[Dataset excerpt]
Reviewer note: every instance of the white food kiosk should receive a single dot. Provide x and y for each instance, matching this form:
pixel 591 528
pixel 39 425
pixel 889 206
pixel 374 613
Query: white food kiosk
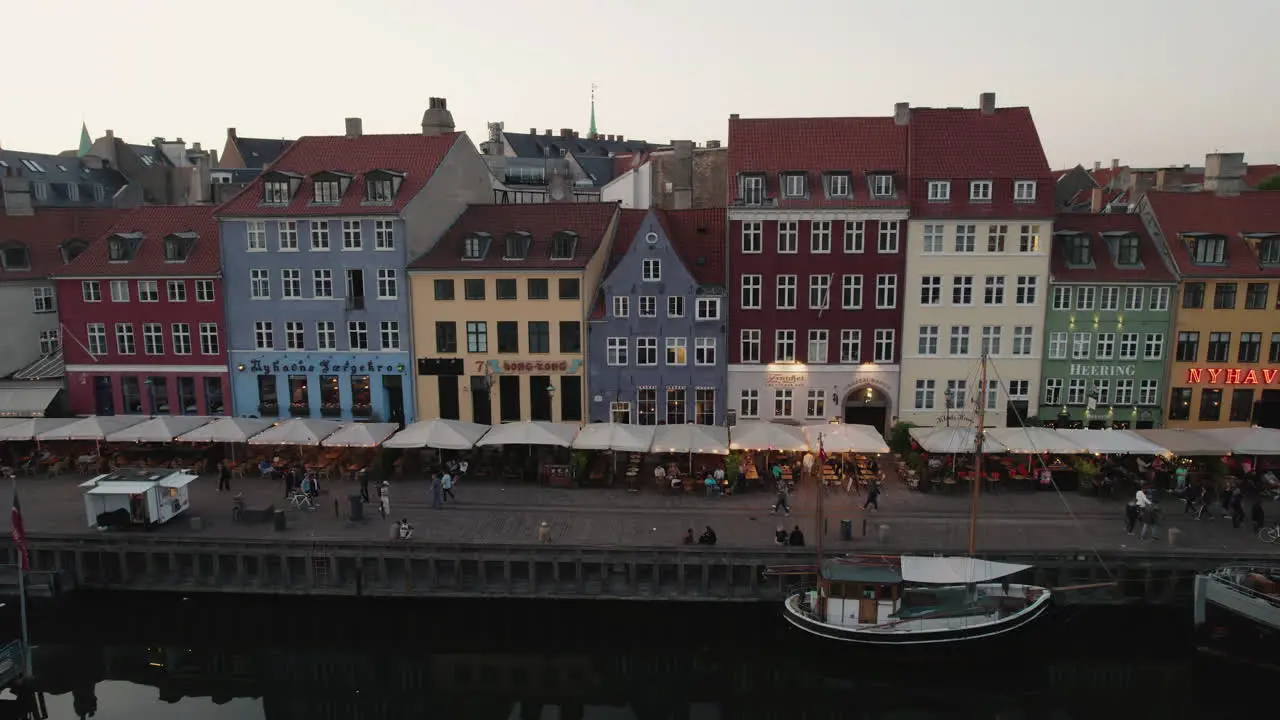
pixel 136 497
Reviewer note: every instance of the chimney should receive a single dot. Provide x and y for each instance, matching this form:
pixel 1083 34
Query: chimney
pixel 901 113
pixel 1096 196
pixel 1224 173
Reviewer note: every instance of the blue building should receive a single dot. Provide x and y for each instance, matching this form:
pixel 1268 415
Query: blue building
pixel 657 335
pixel 314 255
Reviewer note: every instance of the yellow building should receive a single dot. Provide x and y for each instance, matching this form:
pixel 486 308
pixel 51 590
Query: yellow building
pixel 1225 358
pixel 499 311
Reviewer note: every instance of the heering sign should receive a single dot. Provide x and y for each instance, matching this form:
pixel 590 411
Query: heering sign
pixel 1104 370
pixel 1232 376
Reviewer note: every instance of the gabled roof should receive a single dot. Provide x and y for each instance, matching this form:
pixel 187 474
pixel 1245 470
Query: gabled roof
pixel 415 155
pixel 45 233
pixel 814 146
pixel 1098 228
pixel 1180 214
pixel 542 222
pixel 151 224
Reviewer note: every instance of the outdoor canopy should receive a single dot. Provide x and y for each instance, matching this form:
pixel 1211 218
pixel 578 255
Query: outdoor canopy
pixel 438 433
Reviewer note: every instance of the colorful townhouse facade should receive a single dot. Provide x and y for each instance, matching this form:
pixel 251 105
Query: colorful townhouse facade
pixel 1225 365
pixel 656 340
pixel 314 253
pixel 817 217
pixel 978 249
pixel 501 304
pixel 1106 324
pixel 141 313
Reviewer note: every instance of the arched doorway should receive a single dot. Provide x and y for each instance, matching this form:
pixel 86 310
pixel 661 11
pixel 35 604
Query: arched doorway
pixel 868 405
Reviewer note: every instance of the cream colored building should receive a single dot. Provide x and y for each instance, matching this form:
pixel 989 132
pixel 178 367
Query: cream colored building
pixel 972 287
pixel 499 311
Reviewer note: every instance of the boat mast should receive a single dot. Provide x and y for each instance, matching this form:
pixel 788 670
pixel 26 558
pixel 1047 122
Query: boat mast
pixel 977 449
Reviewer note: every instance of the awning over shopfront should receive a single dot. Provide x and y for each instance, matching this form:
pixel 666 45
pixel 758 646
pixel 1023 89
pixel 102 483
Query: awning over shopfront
pixel 760 434
pixel 26 401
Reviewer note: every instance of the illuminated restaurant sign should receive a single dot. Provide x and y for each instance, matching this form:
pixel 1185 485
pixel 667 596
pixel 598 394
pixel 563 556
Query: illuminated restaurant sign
pixel 1232 376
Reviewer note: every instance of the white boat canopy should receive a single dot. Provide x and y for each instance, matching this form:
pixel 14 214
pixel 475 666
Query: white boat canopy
pixel 227 429
pixel 163 428
pixel 531 432
pixel 91 428
pixel 615 436
pixel 1112 442
pixel 952 440
pixel 762 434
pixel 361 434
pixel 839 437
pixel 1247 441
pixel 1033 441
pixel 439 433
pixel 298 431
pixel 708 440
pixel 955 570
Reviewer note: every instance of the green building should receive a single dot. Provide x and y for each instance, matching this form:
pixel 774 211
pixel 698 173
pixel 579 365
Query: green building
pixel 1107 324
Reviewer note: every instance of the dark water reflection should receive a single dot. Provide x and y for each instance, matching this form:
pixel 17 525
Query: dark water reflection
pixel 160 657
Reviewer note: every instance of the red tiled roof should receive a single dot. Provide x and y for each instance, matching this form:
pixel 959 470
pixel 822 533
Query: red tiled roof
pixel 155 223
pixel 415 155
pixel 814 146
pixel 45 232
pixel 1183 213
pixel 1105 269
pixel 589 220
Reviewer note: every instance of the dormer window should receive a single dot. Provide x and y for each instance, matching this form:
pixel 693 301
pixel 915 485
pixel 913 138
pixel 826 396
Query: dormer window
pixel 563 245
pixel 475 246
pixel 517 246
pixel 794 185
pixel 14 256
pixel 1207 249
pixel 839 185
pixel 750 188
pixel 979 191
pixel 882 185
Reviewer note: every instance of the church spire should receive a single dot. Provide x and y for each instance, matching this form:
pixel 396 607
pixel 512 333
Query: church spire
pixel 86 141
pixel 592 131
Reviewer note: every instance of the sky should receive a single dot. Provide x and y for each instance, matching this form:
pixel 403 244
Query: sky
pixel 1148 82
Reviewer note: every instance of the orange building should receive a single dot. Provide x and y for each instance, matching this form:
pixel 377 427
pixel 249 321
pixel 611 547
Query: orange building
pixel 1225 364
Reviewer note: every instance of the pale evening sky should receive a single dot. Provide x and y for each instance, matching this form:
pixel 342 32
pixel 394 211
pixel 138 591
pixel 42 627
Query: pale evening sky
pixel 1148 81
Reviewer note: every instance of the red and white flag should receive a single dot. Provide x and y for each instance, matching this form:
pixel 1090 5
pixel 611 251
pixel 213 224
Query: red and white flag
pixel 19 532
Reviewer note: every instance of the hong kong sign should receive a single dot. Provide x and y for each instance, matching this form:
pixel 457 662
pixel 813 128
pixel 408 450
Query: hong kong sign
pixel 1232 376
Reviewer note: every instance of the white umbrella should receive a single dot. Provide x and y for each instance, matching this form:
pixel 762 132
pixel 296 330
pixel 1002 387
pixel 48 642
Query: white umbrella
pixel 30 428
pixel 712 440
pixel 298 431
pixel 839 437
pixel 91 428
pixel 615 436
pixel 227 429
pixel 531 432
pixel 762 434
pixel 361 434
pixel 163 428
pixel 439 433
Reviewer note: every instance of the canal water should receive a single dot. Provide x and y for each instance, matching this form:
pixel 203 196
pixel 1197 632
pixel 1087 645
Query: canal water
pixel 145 656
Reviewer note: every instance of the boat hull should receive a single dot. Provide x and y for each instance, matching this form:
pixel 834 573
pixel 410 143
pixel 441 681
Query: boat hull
pixel 906 637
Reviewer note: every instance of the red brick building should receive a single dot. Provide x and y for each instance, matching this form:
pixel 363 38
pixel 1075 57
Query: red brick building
pixel 141 311
pixel 818 210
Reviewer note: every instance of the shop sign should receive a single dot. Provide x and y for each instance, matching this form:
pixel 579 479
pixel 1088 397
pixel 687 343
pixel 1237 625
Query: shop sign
pixel 786 379
pixel 321 365
pixel 1232 376
pixel 1104 370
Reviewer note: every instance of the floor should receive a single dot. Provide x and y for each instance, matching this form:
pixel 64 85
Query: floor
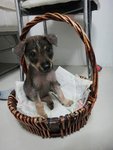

Problem details
Rewrite the part of the listing that opens with the line containing "Reviewer note: every instance of the dark" and closes with the line containing "pixel 589 220", switching "tiled" to "slate" and leaving everything else unchanged.

Response to the task
Reviewer note: every instance of the dark water reflection should receive a single dot. Provide x and y for each instance, matching this form:
pixel 17 525
Query: dark water reflection
pixel 160 657
Reviewer note: every instance of the red slate roof should receive a single dot. Provide x and y for each instance, matching this form:
pixel 959 470
pixel 822 533
Query: red slate roof
pixel 155 223
pixel 415 155
pixel 814 146
pixel 45 232
pixel 1183 213
pixel 1105 269
pixel 589 220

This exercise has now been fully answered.